*PROBLEM TO WORK ON*:
Leaving out the pictures, please retype each record exactly.

——

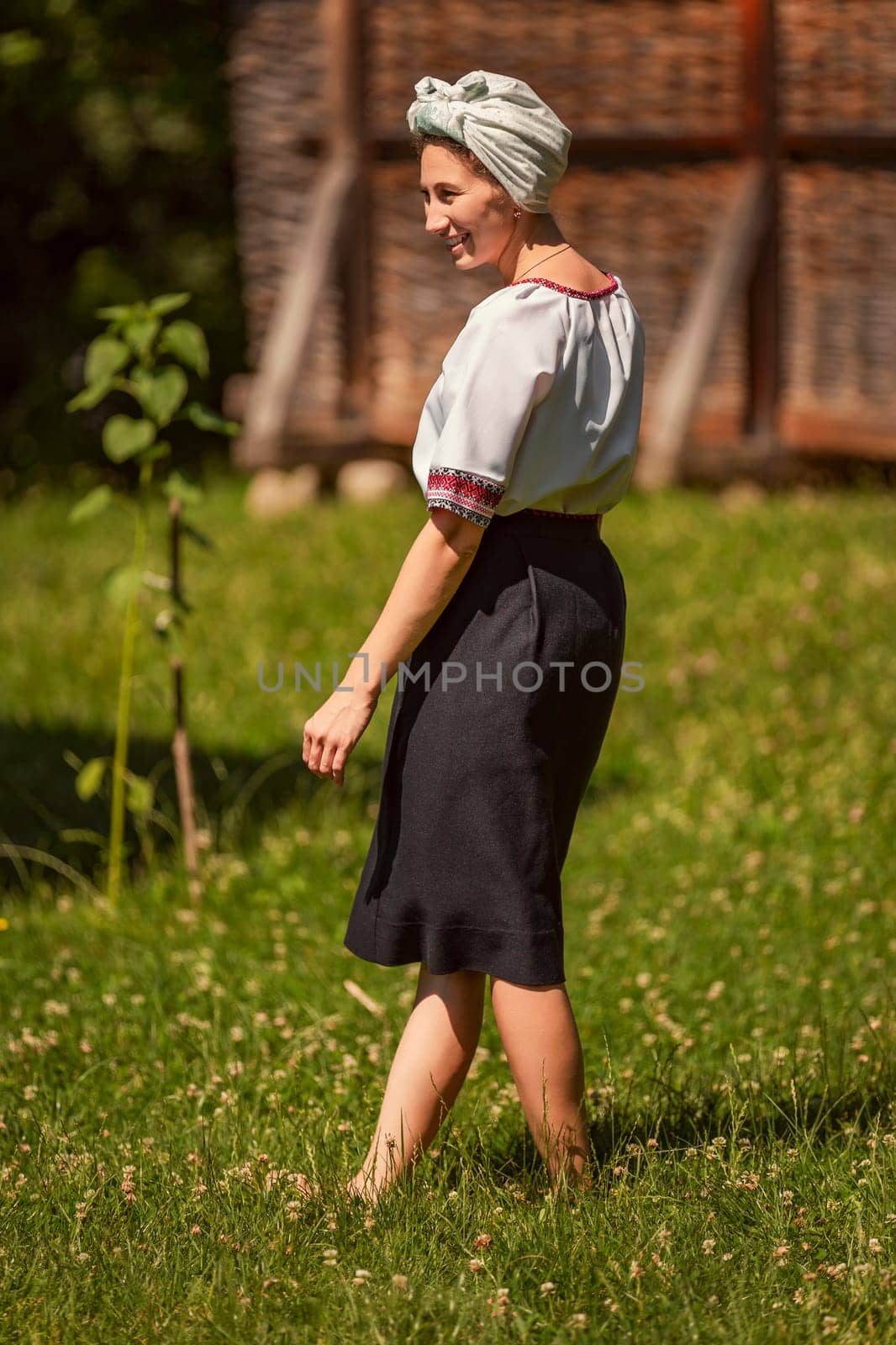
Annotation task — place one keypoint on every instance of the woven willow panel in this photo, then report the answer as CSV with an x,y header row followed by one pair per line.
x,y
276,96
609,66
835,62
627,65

——

*EXPECTED ANSWER*:
Annotation task — place one keypoint on every instance of the woven willow panel in this photo, then report the answer as CSV with an x,y header row followed by one pair per line.
x,y
276,96
609,66
835,62
627,65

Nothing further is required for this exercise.